# SOURCE EXCERPT
Wednesday, May 24, 2006

It’s been a while, so I promise not to disappoint.

I’ve been considering different blog topics for a while, and I must say that most of the things I was going to write about were philosophical babblings about things no one thinks about but me.

And while I think you may have found them interesting, and I am sure I will get back to that eventually, today I have decided to get back to something funny. And nothing is funnier than self-deprecating top-ten lists, right?

So here, for your reading pleasure, is the Top Ten Stupidest Things I Have Ever Done.

10. My senior year of high school, I went to Taco Bell one day shortly after it rained. I rolled down my window to order and pick up my food. Then, I decided I was going to be a hot shot and sped off across the parking lot without rolling up my window. There were huge puddles in the parking lot, and when I drove through one, a lot of water splashed up through my window and into my lap. The worst part? My chalupa was in my lap.

9. I took a class my freshman year of college that was taught by a former president of the university. He took about five of us at a time out to dinner at a Chinese restaurant. Afterward, since it was raining, he drove us all home. He pulled up to my dorm, and I got out of the car, pulled my backpack out of the trunk, and ran for the door. Right before I got inside, I realized I had not closed the trunk. My stomach sunk as a turned around just in time to see the former president of the university getting out of the car, in the pouring rain, to close the trunk before he could drive away.

8. Once when I was bowling, I picked up the ball, walked to the lane, wound up, and then gasped in horror when I didn’t see the ball rolling down the lane. I turned around and realized the ball had flown off my hand on the backswing… and rolled directly into the snack bar.

# RECORDED INFORMATION
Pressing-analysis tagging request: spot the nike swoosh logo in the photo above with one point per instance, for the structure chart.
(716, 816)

# WHAT IS NEEDED
Reproduce the stretch of the blog post from "It’s been a" through "Have Ever Done.".

# RESULT BELOW
It’s been a while, so I promise not to disappoint.

I’ve been considering different blog topics for a while, and I must say that most of the things I was going to write about were philosophical babblings about things no one thinks about but me.

And while I think you may have found them interesting, and I am sure I will get back to that eventually, today I have decided to get back to something funny. And nothing is funnier than self-deprecating top-ten lists, right?

So here, for your reading pleasure, is the Top Ten Stupidest Things I Have Ever Done.